- Recorded information:
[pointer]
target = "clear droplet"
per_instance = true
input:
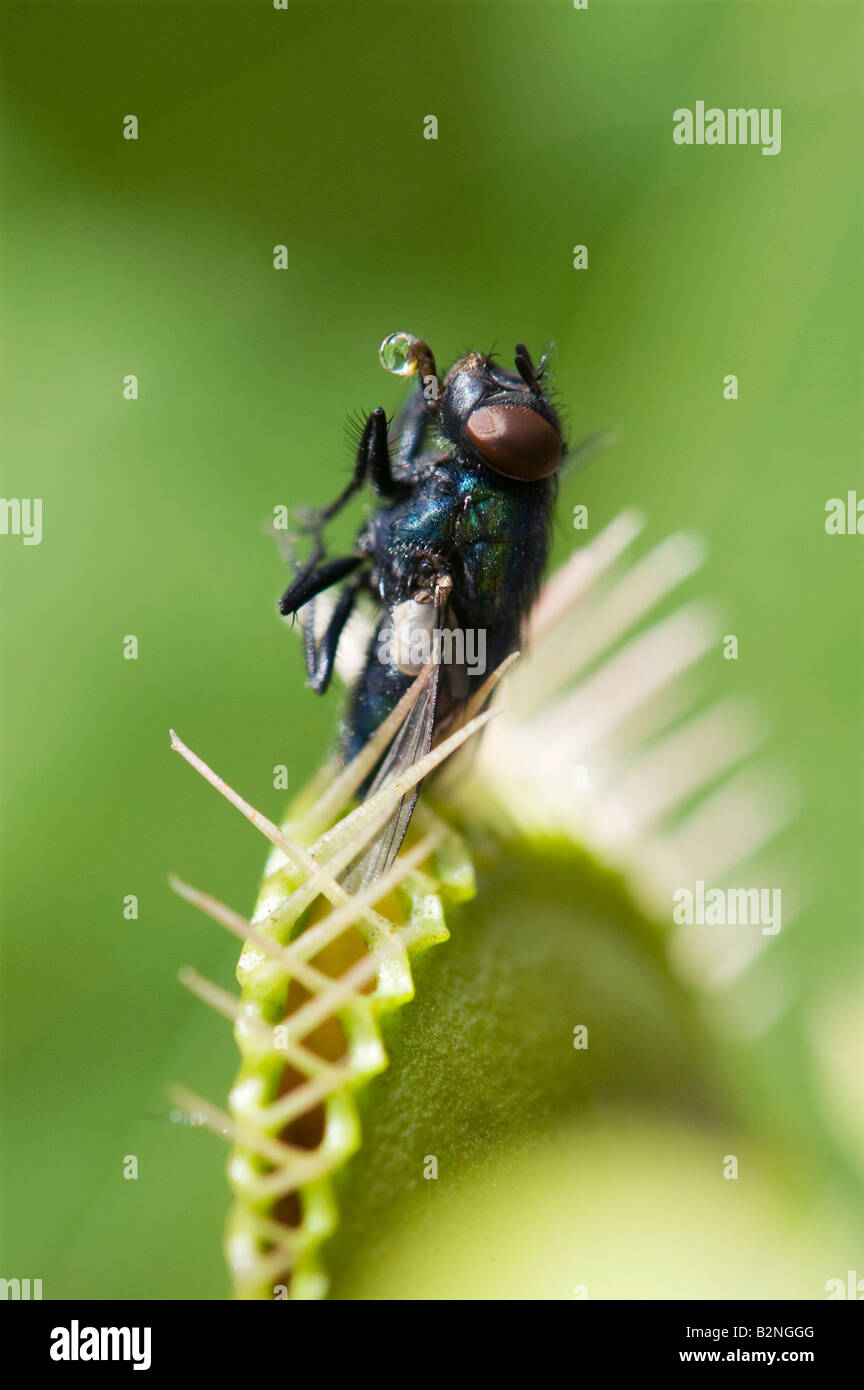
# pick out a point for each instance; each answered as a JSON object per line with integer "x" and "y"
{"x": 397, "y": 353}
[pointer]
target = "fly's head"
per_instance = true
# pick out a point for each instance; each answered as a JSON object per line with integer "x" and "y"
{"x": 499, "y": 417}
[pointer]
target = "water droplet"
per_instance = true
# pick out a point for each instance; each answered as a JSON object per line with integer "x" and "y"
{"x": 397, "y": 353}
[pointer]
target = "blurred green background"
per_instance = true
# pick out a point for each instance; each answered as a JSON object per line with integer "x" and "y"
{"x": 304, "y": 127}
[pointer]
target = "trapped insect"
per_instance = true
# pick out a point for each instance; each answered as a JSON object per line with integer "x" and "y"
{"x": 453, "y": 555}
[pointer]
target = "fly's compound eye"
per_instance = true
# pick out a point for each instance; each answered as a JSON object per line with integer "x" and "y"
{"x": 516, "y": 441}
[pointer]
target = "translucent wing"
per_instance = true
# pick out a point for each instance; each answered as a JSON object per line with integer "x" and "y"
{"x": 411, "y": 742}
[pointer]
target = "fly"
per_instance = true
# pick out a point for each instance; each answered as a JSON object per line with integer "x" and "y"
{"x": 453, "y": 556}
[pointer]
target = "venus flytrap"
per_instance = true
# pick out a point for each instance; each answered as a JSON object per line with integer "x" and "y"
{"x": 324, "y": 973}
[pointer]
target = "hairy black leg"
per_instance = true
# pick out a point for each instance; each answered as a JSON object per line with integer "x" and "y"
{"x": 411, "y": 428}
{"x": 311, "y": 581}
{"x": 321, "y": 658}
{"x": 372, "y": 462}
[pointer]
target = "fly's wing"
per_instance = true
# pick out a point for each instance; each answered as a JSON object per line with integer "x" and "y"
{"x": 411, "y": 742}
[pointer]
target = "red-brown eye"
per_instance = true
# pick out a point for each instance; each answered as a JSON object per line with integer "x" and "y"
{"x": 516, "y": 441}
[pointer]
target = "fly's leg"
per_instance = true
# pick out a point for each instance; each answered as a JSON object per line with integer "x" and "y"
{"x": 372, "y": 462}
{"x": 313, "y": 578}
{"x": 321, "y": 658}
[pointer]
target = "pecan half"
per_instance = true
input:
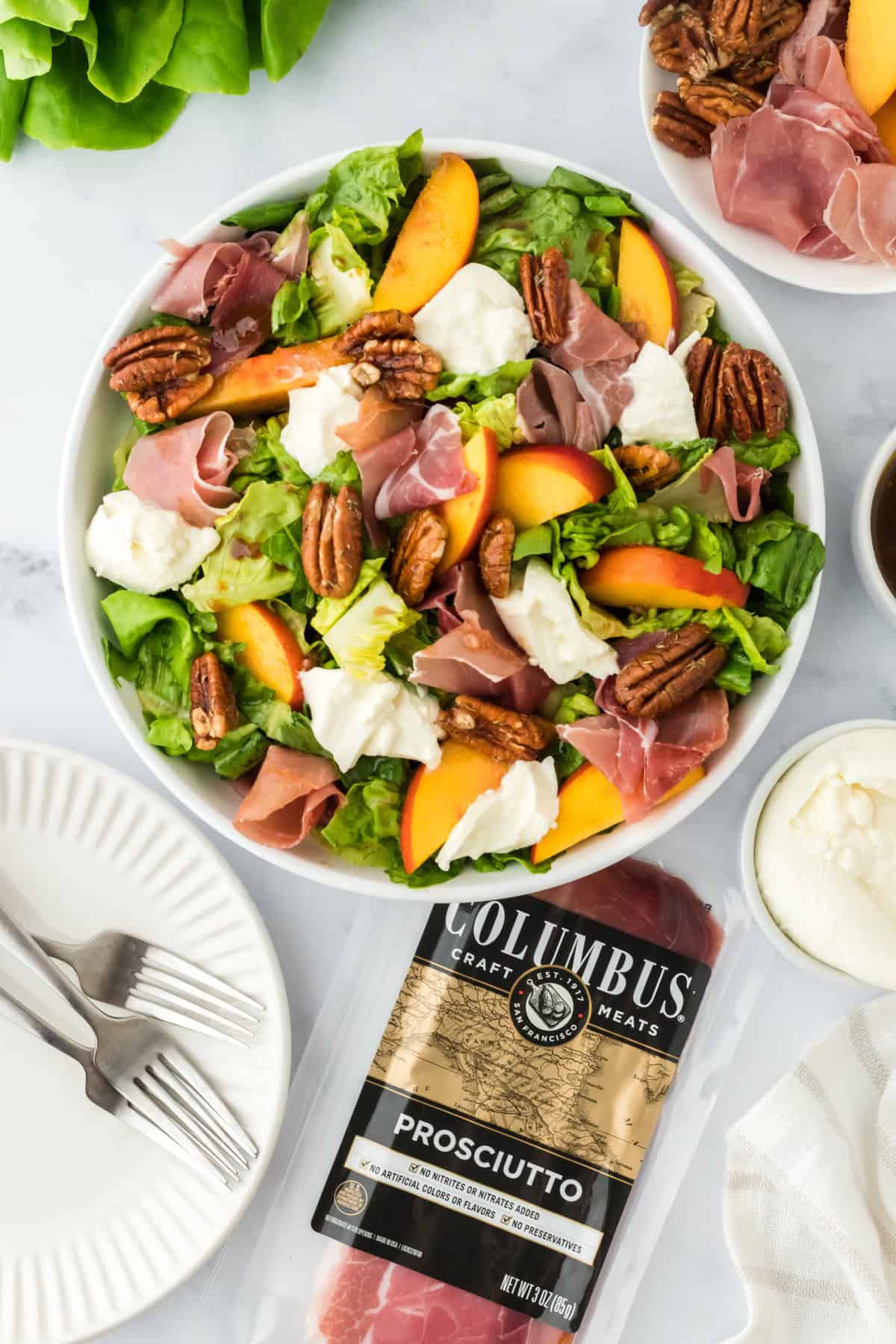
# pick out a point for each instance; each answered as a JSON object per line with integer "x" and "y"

- Aim of the exercise: Can you gather every line in the records above that contains the word "droplet" and copy each one out in full?

- Task answer:
target = "clear droplet"
target = "water droplet"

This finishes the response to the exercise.